### Task instructions
From the listing below, work out how many lines contain "jersey". Reply with that number only.

### Task material
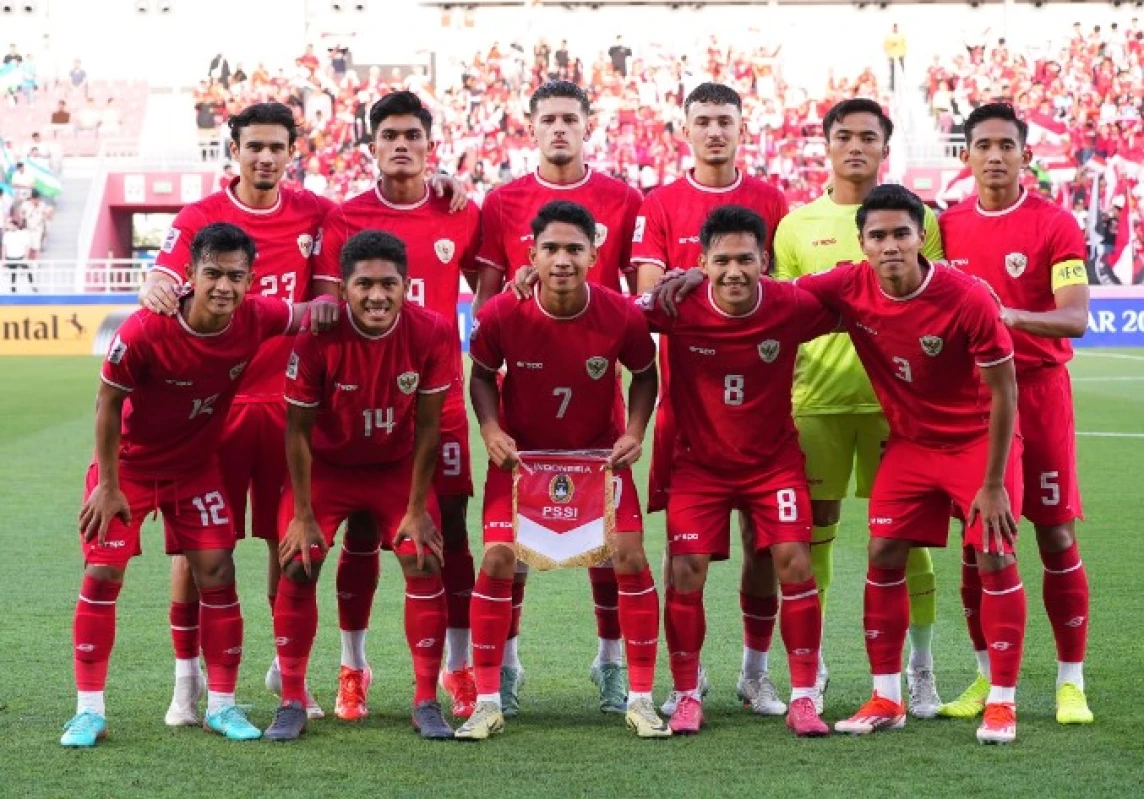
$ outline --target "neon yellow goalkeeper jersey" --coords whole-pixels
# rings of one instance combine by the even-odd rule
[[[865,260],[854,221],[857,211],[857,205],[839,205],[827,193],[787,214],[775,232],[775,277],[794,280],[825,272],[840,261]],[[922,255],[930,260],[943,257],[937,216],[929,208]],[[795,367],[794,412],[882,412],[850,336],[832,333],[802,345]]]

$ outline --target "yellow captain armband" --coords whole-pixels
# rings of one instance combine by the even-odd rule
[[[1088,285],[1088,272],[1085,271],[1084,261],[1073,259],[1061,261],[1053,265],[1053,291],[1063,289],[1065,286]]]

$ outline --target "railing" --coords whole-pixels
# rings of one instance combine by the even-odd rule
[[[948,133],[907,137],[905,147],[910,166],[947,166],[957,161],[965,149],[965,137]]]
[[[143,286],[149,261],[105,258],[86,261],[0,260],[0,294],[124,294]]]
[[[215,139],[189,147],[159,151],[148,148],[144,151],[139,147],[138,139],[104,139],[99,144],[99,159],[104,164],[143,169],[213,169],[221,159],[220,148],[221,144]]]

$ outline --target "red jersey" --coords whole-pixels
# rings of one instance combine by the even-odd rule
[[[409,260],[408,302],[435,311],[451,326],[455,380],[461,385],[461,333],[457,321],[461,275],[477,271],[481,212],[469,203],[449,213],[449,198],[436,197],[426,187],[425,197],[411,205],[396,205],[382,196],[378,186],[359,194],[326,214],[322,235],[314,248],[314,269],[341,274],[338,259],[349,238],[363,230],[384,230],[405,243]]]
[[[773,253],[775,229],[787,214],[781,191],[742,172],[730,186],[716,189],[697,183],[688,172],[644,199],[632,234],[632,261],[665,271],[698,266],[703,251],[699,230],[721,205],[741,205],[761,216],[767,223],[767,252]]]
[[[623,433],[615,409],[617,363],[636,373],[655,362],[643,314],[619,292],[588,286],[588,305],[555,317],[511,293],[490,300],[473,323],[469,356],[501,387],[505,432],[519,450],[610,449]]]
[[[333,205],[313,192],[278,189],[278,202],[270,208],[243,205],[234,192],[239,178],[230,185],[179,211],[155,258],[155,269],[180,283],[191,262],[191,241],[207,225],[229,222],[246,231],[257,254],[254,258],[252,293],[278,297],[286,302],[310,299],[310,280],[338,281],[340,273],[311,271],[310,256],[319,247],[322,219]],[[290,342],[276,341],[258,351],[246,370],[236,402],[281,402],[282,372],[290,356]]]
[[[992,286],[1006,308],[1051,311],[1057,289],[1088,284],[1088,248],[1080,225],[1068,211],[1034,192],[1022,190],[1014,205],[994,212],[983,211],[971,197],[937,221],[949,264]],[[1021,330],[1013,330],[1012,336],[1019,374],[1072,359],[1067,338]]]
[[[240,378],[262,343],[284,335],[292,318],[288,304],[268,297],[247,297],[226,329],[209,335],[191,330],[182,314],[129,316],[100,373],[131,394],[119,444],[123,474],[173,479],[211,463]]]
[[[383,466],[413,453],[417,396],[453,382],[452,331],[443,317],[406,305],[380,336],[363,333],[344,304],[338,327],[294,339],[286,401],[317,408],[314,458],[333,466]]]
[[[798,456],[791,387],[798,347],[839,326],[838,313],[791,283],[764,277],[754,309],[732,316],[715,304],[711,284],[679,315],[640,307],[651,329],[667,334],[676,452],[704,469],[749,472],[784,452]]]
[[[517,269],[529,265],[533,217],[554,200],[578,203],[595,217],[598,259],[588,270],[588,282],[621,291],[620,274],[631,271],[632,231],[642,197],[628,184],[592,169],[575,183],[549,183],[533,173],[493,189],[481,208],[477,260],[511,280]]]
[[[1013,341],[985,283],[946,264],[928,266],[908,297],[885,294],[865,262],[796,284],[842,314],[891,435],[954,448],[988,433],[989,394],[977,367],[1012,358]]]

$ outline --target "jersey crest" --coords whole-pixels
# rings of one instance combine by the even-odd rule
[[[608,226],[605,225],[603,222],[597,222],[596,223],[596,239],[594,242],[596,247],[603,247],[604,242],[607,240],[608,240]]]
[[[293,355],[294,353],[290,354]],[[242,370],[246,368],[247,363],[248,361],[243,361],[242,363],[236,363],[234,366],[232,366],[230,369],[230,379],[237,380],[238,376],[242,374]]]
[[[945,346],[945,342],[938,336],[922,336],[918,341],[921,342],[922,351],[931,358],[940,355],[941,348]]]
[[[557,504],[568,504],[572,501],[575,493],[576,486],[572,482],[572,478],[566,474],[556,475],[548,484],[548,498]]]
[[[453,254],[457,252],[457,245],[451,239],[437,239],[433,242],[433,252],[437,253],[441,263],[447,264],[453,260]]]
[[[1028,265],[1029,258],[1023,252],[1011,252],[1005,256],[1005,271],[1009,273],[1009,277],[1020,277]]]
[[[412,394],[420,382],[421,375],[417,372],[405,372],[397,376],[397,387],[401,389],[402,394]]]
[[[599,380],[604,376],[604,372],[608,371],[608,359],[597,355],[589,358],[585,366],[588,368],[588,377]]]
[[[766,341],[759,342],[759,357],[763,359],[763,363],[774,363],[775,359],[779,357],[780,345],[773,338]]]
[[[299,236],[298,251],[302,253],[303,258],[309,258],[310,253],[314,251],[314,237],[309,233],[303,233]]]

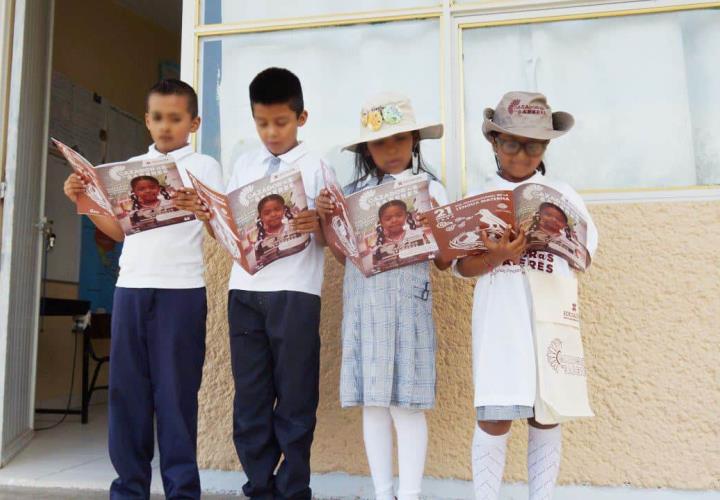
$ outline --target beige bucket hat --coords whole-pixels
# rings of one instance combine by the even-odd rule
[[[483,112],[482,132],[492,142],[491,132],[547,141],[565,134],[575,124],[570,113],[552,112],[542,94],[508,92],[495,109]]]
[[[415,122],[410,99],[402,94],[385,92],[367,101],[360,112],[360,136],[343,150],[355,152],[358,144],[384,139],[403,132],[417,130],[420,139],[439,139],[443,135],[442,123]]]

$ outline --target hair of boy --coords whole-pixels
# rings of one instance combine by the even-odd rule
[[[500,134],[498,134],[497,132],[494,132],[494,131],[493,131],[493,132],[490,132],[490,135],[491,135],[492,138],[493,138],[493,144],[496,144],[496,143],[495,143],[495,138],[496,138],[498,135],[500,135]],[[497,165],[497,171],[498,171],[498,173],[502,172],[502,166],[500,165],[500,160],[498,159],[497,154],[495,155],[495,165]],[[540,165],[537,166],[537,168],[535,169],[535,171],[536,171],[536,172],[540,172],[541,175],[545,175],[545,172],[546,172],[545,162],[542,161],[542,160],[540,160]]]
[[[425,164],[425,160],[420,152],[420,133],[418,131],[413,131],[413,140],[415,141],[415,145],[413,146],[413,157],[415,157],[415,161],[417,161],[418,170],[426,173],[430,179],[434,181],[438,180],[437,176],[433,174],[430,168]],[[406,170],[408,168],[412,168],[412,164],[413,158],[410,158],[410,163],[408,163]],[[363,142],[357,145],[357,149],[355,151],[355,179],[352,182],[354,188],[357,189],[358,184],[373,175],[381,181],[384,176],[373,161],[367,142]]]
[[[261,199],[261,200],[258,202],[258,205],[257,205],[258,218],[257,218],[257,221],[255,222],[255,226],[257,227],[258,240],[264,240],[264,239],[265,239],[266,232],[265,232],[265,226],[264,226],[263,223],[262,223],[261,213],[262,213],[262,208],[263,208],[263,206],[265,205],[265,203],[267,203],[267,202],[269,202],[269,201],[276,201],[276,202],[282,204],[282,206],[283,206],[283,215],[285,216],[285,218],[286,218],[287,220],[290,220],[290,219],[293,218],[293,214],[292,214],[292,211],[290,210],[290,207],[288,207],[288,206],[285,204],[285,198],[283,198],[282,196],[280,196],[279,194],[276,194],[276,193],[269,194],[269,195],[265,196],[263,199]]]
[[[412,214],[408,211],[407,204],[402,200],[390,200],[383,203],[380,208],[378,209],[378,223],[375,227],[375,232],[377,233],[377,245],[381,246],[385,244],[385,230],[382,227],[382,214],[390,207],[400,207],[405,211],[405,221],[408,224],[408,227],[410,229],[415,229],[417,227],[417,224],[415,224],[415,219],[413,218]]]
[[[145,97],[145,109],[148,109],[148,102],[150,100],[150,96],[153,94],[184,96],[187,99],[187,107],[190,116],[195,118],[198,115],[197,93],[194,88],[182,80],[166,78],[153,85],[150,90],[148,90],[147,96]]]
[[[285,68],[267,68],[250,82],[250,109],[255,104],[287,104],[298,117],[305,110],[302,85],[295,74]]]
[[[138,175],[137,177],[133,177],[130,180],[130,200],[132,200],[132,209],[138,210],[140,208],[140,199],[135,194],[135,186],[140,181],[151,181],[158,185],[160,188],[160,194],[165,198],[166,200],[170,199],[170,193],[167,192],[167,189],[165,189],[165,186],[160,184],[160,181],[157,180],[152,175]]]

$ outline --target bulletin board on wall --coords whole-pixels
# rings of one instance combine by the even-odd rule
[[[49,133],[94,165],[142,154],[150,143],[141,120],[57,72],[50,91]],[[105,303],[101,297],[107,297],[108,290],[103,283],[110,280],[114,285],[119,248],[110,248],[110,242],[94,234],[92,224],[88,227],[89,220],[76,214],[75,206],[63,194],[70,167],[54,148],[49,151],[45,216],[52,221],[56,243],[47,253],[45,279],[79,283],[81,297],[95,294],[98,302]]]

### Answer below
3